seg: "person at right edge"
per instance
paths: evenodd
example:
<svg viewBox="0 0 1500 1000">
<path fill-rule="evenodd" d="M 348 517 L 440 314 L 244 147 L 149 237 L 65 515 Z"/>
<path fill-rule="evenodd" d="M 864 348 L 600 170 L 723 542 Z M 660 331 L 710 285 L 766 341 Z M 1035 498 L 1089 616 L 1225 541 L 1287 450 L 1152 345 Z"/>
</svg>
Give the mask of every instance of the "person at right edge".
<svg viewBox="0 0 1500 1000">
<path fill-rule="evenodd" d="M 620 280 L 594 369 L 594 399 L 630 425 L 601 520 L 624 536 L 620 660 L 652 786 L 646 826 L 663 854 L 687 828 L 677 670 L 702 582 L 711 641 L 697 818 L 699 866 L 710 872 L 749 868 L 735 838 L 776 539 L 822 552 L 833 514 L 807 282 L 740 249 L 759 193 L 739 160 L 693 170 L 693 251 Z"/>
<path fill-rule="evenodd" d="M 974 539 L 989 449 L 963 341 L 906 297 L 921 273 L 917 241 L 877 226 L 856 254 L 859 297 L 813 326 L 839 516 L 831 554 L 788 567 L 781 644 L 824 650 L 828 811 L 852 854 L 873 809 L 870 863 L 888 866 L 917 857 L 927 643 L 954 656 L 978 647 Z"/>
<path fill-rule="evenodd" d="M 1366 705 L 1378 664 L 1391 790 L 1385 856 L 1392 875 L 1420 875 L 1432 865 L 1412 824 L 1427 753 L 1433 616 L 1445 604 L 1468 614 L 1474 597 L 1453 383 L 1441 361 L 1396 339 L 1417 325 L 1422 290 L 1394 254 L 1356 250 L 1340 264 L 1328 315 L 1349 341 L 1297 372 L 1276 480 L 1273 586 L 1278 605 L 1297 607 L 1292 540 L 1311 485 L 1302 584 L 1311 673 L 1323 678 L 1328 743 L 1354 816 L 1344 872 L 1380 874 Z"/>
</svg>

**WHAT IS EXPECTED**
The response should be a verbatim transcription of the data.

**EXERCISE RESULT**
seg: "person at right edge"
per instance
paths: evenodd
example:
<svg viewBox="0 0 1500 1000">
<path fill-rule="evenodd" d="M 348 517 L 440 314 L 244 147 L 149 237 L 65 515 Z"/>
<path fill-rule="evenodd" d="M 864 348 L 600 170 L 723 542 Z M 660 331 L 710 285 L 766 341 Z M 1035 498 L 1089 616 L 1225 541 L 1287 450 L 1152 345 Z"/>
</svg>
Give the mask of every instance of the "person at right edge".
<svg viewBox="0 0 1500 1000">
<path fill-rule="evenodd" d="M 620 280 L 594 369 L 594 399 L 630 425 L 601 520 L 624 536 L 620 660 L 652 786 L 646 826 L 663 854 L 687 828 L 677 670 L 702 582 L 711 641 L 697 818 L 699 866 L 710 872 L 749 868 L 735 838 L 776 539 L 822 552 L 833 514 L 807 282 L 740 249 L 759 193 L 739 160 L 693 170 L 693 251 Z"/>
<path fill-rule="evenodd" d="M 974 539 L 989 449 L 963 341 L 906 297 L 921 273 L 917 241 L 877 226 L 856 254 L 859 297 L 813 326 L 839 516 L 831 554 L 788 567 L 781 644 L 824 650 L 828 811 L 852 854 L 873 809 L 870 863 L 888 866 L 917 857 L 927 643 L 954 656 L 978 647 Z"/>
<path fill-rule="evenodd" d="M 1366 705 L 1378 664 L 1391 790 L 1385 856 L 1392 875 L 1420 875 L 1432 865 L 1412 824 L 1427 753 L 1433 616 L 1445 604 L 1468 614 L 1474 597 L 1453 383 L 1441 361 L 1396 339 L 1417 325 L 1422 290 L 1394 254 L 1356 250 L 1340 264 L 1328 315 L 1349 341 L 1297 372 L 1276 480 L 1273 586 L 1278 605 L 1297 607 L 1292 540 L 1311 485 L 1302 584 L 1311 673 L 1323 678 L 1328 743 L 1354 816 L 1344 872 L 1380 874 Z"/>
</svg>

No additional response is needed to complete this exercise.